読解文
孤高の天才 社長の経営日誌 田宮社長が好き勝手に織りなす独白です
  FILE No.698 2020.10.3  

「 暗闇の虎(2) 」

(前回からの続き)

タイガーマスク電撃引退によって空位となった王座を争う「WWFジュニアヘビー級王座決定リーグ戦」は今思い返しても超豪華メンバーが集結していました。
ダイナマイト・キッド、ブラック・タイガー、ブレット・ハート、デイビーボーイ・スミス、ベビー・フェース、ザ・コブラ、小林邦昭、寺西勇、高田伸彦の9選手が総当り戦を行い上位2名が蔵前の優勝戦に進出、願わくばここにタイガーマスクがいたらと思ったもので、このリーグ戦の成功体験が後に「ベスト・オブ・ザ・スーパー・ジュニア」(新日本が毎年開催しているジュニアのリーグ戦)へと繋がったのでしょう。
私の優勝候補の大本命はダイナマイト・キッドでしたが、そこにブラック・タイガーと小林邦昭が加わりタイガーマスクのかつてのライバル3強の争いになるだろうと踏んでいました。
そして私が最も楽しみにしていたのが優勝を争う大一番、キッドとブラックの公式戦でした。前回書いたように3強対決中、小林とキッド、小林とブラックは前年(83年)実現済みで最後に残されたのがこの試合だったからです。
発表された日程をチェックすると2人の公式戦は1月20日の福岡県柳川市、テレビ生中継のある大会だったので大喜びでした。

「新春プロレススペシャル」としてテレビ特番のあった元日の後楽園ホールからリーグ戦はスタート、初戦からザ・コブラVSブラック・タイガーの優勝を占う試合が組まれましたが、コブラがフライング・ラリアット一発であっさりフォール勝ちしテレビの前の私は目を疑いました。
さらにブラックは翌日の後楽園(ノーテレビ)でもデイビーボーイ・スミスにフォール負け、まさかの開幕2連敗で早々と優勝戦線からほぼ脱落(涙)、私の周りでは「今回のブラック・タイガーはマーク・ロコじゃなく中身が替わったのでは?」と偽物説まで流れました(苦笑)。
さらにシリーズが中盤に差し掛かったある日、新聞を読んでいたら一部対戦カード変更の記事が出ており、私が心待ちにしていたキッドとブラックの公式戦が当初の20日から一日早い19日の長崎・佐世保市(ノーテレビ)にスライドさせられていて愕然としました。

資料の内容
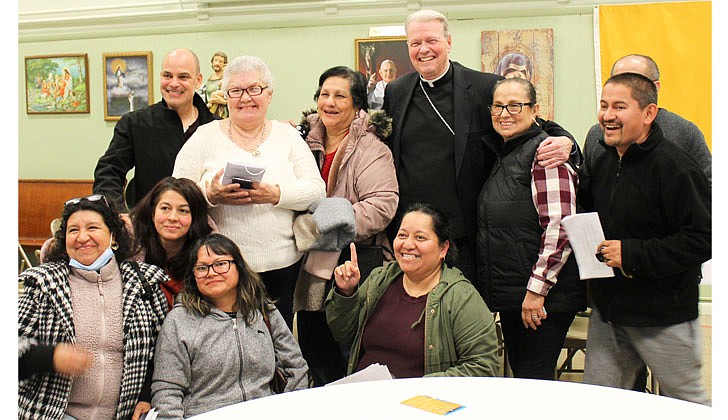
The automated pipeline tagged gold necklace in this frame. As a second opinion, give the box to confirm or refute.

取り組む課題
A. 王座決定リーグ戦を振り返る文章によると、キッドとブラック・タイガーの公式戦は当初いつ、どこで行われる予定でしたか。
B. 王座決定リーグ戦を振り返る文章を、最後の文の後から書き継いでください。

解答
A. 1月20日に福岡県柳川市で、テレビ生中継のある大会で行われる予定でした。

B.
選手の負傷欠場などの場合を覗いて公式戦が別の日に移るなんて極めて稀、その理由説明もなく未だ不可解ですが、まさかブラックの思わぬスランプと関係があったのでしょうか?
結局19日の公式戦はキッドがフォール勝ちしましたが、新聞・雑誌の小さなスペースの記事をチェックするのみで観られなかった事が悔しかったものです。
さらに余談ですが、当初公式戦が組まれるはずだった翌20日の生中継ではなんと、ダイナマイト・キッド、デイビーボーイ・スミス組 VS ザ・コブラ、ブラック・タイガー組のタッグマッチが実現、タッグながら二人の対決が観られたのは救いでしたが、 わざわざシングルを止めてタッグをオンエアする意味が分かりませんでした(苦笑)。

リーグ戦は私の予想のタイガーのライバル3強ではなく、キッド、スミス、コブラの三人が同点となり、2月7日・蔵前の優勝戦は巴戦を制したキッドが新王者となりました。
結局ブラックは決勝進出のキッド、スミス、コブラの三人にフォール負けした以外は小林とドロー、あとは全て勝利で終わってみると第4位、結果的にはまずまずの成績と言えるかもしれませんが、やはり前年までのタイガーマスクとの抗争を観てきた者には納得出来ません。実際ゴング誌には「ブラック・タイガーの不振はリーグ戦のシラケ・ポイントだった」と酷評されていました。

ブラックはこの後も新日本一筋でコンスタントに来日、ザ・コブラや後年には一世代下の獣神サンダー・ライガーとも戦いましたが、かつて程の輝きは感じられませんでした。
タイガーマスクのアンチテーゼとして生まれた暗闇の虎、タイガーがいなくなって精彩を欠くのは必然だったのかもしれません。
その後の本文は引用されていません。